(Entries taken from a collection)

= Beginning of Section =

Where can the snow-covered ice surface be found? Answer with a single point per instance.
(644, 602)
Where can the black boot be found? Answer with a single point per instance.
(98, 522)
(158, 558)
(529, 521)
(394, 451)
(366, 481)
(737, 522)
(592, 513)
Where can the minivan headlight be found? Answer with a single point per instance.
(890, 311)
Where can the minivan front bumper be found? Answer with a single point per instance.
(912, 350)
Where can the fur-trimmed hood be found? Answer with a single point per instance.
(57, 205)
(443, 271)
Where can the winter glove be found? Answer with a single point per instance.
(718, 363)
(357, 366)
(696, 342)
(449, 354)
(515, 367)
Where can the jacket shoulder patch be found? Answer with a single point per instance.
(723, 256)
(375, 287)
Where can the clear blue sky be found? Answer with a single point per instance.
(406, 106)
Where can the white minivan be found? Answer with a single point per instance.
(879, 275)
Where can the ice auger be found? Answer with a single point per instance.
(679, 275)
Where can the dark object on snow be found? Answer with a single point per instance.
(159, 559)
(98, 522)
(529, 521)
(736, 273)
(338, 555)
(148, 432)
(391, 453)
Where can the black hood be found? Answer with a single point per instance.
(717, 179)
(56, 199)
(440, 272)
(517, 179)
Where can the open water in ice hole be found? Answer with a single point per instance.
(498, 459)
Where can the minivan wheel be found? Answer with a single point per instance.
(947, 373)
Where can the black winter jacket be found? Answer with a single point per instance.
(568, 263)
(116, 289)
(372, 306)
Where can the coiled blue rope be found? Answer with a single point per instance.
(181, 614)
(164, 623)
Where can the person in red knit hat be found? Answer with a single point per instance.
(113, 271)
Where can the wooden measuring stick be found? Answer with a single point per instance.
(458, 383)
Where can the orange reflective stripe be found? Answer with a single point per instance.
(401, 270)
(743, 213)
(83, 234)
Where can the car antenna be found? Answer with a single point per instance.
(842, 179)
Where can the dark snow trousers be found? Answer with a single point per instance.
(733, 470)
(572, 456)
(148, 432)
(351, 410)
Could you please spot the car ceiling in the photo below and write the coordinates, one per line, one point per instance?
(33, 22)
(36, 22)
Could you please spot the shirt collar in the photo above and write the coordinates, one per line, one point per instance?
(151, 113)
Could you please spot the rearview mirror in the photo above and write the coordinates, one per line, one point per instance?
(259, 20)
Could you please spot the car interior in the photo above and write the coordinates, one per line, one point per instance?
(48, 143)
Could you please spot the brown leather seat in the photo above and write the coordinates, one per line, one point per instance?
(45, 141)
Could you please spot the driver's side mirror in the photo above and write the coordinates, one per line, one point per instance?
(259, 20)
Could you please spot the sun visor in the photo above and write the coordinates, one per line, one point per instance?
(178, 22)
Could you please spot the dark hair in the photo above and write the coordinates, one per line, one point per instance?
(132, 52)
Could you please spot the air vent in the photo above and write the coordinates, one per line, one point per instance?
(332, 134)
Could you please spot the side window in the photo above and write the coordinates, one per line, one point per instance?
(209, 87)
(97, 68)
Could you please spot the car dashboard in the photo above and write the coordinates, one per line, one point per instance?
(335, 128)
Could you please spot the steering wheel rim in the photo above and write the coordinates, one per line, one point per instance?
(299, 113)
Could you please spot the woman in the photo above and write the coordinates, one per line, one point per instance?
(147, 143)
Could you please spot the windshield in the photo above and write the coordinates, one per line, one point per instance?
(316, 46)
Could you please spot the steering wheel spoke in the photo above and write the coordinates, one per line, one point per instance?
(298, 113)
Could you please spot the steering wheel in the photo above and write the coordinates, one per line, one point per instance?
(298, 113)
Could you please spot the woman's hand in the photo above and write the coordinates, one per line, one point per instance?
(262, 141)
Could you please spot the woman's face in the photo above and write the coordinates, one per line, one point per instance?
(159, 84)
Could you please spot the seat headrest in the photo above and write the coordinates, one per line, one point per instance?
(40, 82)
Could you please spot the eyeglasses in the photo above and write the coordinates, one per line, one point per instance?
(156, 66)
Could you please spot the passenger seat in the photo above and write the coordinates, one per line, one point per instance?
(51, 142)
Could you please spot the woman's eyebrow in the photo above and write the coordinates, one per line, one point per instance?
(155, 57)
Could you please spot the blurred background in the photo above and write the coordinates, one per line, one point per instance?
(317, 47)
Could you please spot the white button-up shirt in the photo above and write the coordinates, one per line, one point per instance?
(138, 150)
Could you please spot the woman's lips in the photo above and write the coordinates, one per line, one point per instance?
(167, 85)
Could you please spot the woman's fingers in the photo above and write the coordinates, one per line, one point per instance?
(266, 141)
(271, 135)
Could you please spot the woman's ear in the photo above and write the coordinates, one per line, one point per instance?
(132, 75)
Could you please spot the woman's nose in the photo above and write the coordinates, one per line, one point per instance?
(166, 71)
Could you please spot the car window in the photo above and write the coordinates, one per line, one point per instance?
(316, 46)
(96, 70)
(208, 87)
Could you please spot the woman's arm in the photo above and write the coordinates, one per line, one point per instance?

= End of Section =

◆ Exercise prompt ◆
Look at the entries above. Then set all of them down again exactly.

◆ Solution to this problem ◆
Where can the snow-covered ice surface be found? Answer with a single point per instance.
(644, 602)
Where can the black boot be found? Answer with a single point per instance.
(98, 522)
(158, 558)
(529, 521)
(394, 451)
(366, 481)
(737, 522)
(592, 513)
Where can the minivan headlight be found? Answer with a single point per instance.
(890, 311)
Where can the minivan front bumper be found? Answer with a single point per instance.
(912, 350)
Where can the fur-trimmed hood be found? Answer with a single point per instance.
(57, 205)
(443, 271)
Where can the winter glove be found? Answer with a single point per instance.
(718, 363)
(357, 366)
(696, 342)
(449, 354)
(515, 367)
Where can the jacket shoulder patch be found? Answer with a single point per instance.
(723, 256)
(375, 287)
Where can the clear blue sky be found? Answer with a single point per instance.
(406, 106)
Where can the white minivan be found? Answer with a single point per instance.
(879, 275)
Where can the ice auger be found? Answer with a single point per instance.
(679, 275)
Where can the dark object on snow be found? Answer with a single point per instance.
(159, 559)
(98, 522)
(529, 521)
(736, 273)
(338, 555)
(148, 432)
(391, 453)
Where can the black hood be found? Answer with a single point per instance.
(717, 179)
(56, 199)
(440, 272)
(517, 179)
Where can the open water in ice hole be found? Answer with a single point per instance.
(498, 459)
Where can the minivan wheel be found? Answer with a single point per instance.
(947, 373)
Where can the black winter jacket be found? Answer with a single point per instance.
(568, 263)
(116, 289)
(372, 306)
Where can the coiled blue rope be found? Answer with a single point per instance.
(181, 614)
(164, 623)
Where can the person in red knit hat be found? Answer with a single point per instance.
(113, 271)
Where can the wooden measuring stick be found? Answer with a single point per instance.
(458, 383)
Where can the orange reflective stripe be found? Answer with a single point per instance.
(401, 270)
(743, 213)
(83, 234)
Where can the car antenna be found? Answer with a single point per instance.
(842, 179)
Where can the dark snow trousers be found? Answer with a single point per instance.
(733, 470)
(572, 456)
(148, 432)
(351, 410)
Could you please spot the car ceiling in the photo below and write the coordinates, one per line, one point per instance?
(33, 22)
(36, 22)
Could you please spot the shirt collar in the photo above and write the coordinates, one per line, one point per instance?
(151, 113)
Could you please spot the rearview mirror in the photo above and write the coordinates, one per line, one point per instance?
(259, 20)
Could you please spot the car interior in the photo above and write the coordinates, one per line, one point per instance?
(48, 143)
Could you please spot the brown leather seat in the photo above and write the coordinates, one per line, one point per instance?
(45, 141)
Could you please spot the driver's side mirror in the photo above and write the coordinates, one per line, one point per instance?
(259, 20)
Could you please spot the sun visor in the photo above and write the coordinates, one per line, one point per instance?
(178, 22)
Could you please spot the dark hair in the photo above and write the coordinates, one per line, one point per instance?
(132, 52)
Could you please spot the air vent in the photo above and write the coordinates, one per line, one point per instance?
(332, 134)
Could you please spot the side window in the photo above and write the coordinates, one per line, one point per instance?
(209, 87)
(97, 68)
Could you please spot the car dashboard in the photo above and write the coordinates, one per line, one point per instance?
(335, 128)
Could you please spot the steering wheel rim in the photo above and write the coordinates, one per line, one point per instance?
(299, 113)
Could you please spot the woman in the photo above and write the coordinates, one per line, one point per instance?
(147, 143)
Could you please spot the windshield in the photo above and write the coordinates, one per line, one point per instance?
(316, 46)
Could you please spot the steering wheel spoke in the photo above and write the coordinates, one per line, one point per instance?
(298, 113)
Could you please spot the steering wheel in the photo above and write the coordinates, one per line, one point per instance?
(298, 113)
Could you please spot the woman's hand in the photo above and write the coordinates, one per line, one point per instance?
(262, 141)
Could you please spot the woman's face in the photo above and write the coordinates, one per line, one point per instance?
(159, 84)
Could you please spot the seat headrest in the photo above and write the coordinates, one per line, one point per instance?
(40, 82)
Could you please spot the eyeglasses in the photo above and write the coordinates, one per line, one point per instance?
(156, 66)
Could you please spot the passenger seat in the photo above and write the coordinates, one per line, one point per instance?
(51, 142)
Could you please spot the woman's eyebrow in the photo above and write the coordinates, one per line, one point per instance?
(155, 57)
Could you please spot the blurred background in the photo above and write the coordinates, one per line, one point per instance?
(317, 47)
Could you please spot the white button-up shirt in the photo above and write the coordinates, one per line, one point per instance?
(138, 150)
Could you please spot the woman's lips in the photo above and write the coordinates, one per line, one point per instance?
(167, 85)
Could you please spot the woman's fingers in the photo above and write the coordinates, one per line, one point per instance?
(266, 141)
(271, 135)
Could you please spot the woman's ear in the photo above and write the coordinates, one per line, one point per instance?
(132, 75)
Could you please spot the woman's nose in the photo above and write the coordinates, one per line, one point per instance?
(166, 71)
Could you please spot the car window in the photo above and write the coordinates, one per line, one point per instance?
(316, 46)
(96, 70)
(208, 87)
Could you please spot the woman's arm in the photo above and write the coordinates, one per line, one point per instance?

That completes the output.